BEGIN PROVIDED INFORMATION

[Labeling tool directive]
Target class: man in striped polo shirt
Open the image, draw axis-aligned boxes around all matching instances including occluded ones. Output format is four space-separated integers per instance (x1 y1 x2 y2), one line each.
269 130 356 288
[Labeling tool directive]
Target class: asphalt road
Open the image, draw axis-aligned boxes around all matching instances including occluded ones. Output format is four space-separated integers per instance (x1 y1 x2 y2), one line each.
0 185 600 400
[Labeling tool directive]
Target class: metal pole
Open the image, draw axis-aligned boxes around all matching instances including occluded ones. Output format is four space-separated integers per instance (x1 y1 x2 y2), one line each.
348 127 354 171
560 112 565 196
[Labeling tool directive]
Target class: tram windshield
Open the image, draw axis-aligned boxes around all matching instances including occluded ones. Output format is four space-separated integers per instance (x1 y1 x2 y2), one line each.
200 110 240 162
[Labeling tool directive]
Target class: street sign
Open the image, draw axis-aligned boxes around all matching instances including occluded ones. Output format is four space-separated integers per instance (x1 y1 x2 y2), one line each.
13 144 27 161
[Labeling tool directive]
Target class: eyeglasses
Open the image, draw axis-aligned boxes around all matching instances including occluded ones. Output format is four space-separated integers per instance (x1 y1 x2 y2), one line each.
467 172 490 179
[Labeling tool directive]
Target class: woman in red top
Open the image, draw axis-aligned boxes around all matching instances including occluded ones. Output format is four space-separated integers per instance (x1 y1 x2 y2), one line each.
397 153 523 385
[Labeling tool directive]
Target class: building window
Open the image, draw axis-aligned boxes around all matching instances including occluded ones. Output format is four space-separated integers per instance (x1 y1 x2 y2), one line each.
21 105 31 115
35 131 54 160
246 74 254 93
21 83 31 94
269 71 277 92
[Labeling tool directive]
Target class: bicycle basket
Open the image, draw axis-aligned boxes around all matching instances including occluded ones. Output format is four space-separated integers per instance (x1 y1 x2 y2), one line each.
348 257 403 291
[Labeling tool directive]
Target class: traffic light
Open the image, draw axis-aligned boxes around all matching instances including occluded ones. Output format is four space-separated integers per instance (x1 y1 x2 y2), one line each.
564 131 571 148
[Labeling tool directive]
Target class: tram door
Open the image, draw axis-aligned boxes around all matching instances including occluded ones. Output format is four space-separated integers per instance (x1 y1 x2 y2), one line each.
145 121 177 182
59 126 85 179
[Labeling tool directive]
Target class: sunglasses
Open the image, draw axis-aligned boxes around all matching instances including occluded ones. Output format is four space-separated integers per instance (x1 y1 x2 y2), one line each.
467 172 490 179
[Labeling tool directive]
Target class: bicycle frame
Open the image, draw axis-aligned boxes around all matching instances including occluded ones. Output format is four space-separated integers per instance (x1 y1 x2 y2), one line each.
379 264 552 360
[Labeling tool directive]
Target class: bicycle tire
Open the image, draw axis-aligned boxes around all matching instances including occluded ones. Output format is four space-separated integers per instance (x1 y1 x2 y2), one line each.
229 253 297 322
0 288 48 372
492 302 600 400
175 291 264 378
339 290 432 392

END PROVIDED INFORMATION

Copy out every line of the data above that contains the word "tram", leaving each line unchanged.

Target class: tram windshield
Target class: tram door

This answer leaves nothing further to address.